**Passage shown:**
--- BEGIN ---

2015-05-21 Thread R.Smith

On 2015-05-21 01:52 AM, Peter Aronson wrote:
> Now you're just getting silly.  What if the application sets all rowids, 
> everywhere to 1?  The fact is, the chance of collision on a UUID is pretty 
> astronomically low as long as a decent source of entropy is used (see 
> http://en.wikipedia.org

I think Keith's point (which I very much agree with) is that 
astronomically big is still not guaranteed - and ANY solution that 
relies on something not guaranteed is a bad solution. I'd much rather 
even ensure that similar ID's are used client-side, then KNOW that that 
is the case and implement a solution that understands this and deals 
with it (such as simply prepending a device-specific ID or some such) to 
ensure 100% secure uniqueness server-side - no need to rely on 
astronomically big randomnessessess.

> /wiki/Universally_unique_identifier#Random_UUID_probability_of_duplicates).  
> Yes, some application might not generate proper UUIDs, but that's true with 
> any scheme that needs to coordinate disconnected data editing or generation 
> on multiple machines.  There are lots of applications out there that use 
> UUIDs pretty successfully.  Are they a perfect solution?  Of course not, but 
> then, what is?  But for that particular problem domain they have proved 
> viable.

--- END ---

**Dataset section:**
--- BEGIN ---

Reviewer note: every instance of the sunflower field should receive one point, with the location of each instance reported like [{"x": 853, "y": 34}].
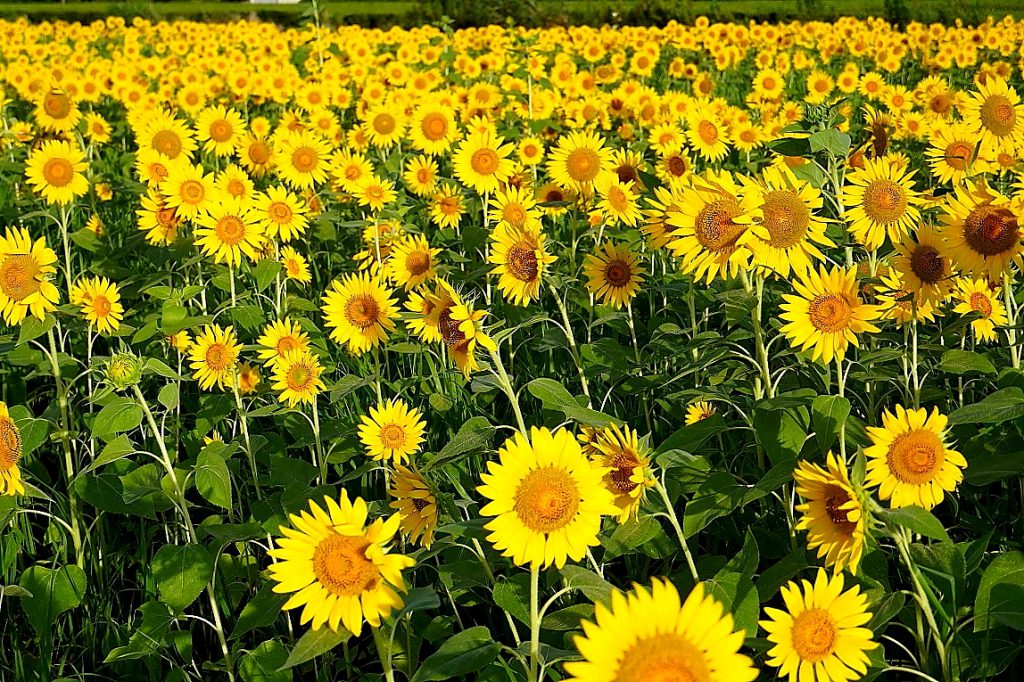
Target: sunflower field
[{"x": 505, "y": 354}]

--- END ---

**Exercise set:**
(1) In two sentences, what is the gist of the UUID discussion?
(2) In the UUID discussion, what does R.Smith propose prepending to guarantee uniqueness on the server side?
(3) Carry the UUID discussion further from the point where it stops.

**Expected responses:**
(1) Peter Aronson argues that UUID collisions are astronomically unlikely with a decent source of entropy and that, though imperfect, UUIDs have proved viable for coordinating data generated on multiple disconnected machines. R.Smith, agreeing with Keith, replies that even astronomically low odds are not a guarantee and that it is better to ensure uniqueness outright, for example by prepending a device-specific ID.

(2) A device-specific ID.

(3)
> Mind you, the original article linked was guilty of gross 
> over-generalization, and got the amount of randomess in a UUID wrong (it's 
> 122 bits, not 124).
> Peter
>
>



[sqlite] AUTOINC vs. UUIDs

2015-05-21 Thread Simon Slavin

On 20 May 2015, at 11:18pm, Scott Doctor  wrote:

> I can see the issue. For instance, an invoice ID related to inventory, where 
> the invoice ID is the PK number. Two salesmen on their iPads take an order 
> where their local database assigns the same PK number. When merged you have 
> two invoices with the same ID. Seems a classic problem with non centralized 
> input. A second field, such as salesman ID, would need to squashed into that 
> invoices PK number to guarantee a uniqueness to the number, assuming every 
> salesman has a unique ID.

Yep.  That's the problem and that's one way to solve it.  The other is to give 
each device a short unique number, and have that number in the UUID the device 
can generate.  Given that UUIDs are normally expressed as Hex, the device code 
is normally three or four higits.

Simon.


[sqlite] AUTOINC vs. UUIDs

2015-05-21 Thread Richard Hipp
On 5/20/15, R.Smith  wrote:
>
> ANY solution that
> relies on something not guaranteed is a bad solution.

Here is a disturbing truth:  There are no guarantees.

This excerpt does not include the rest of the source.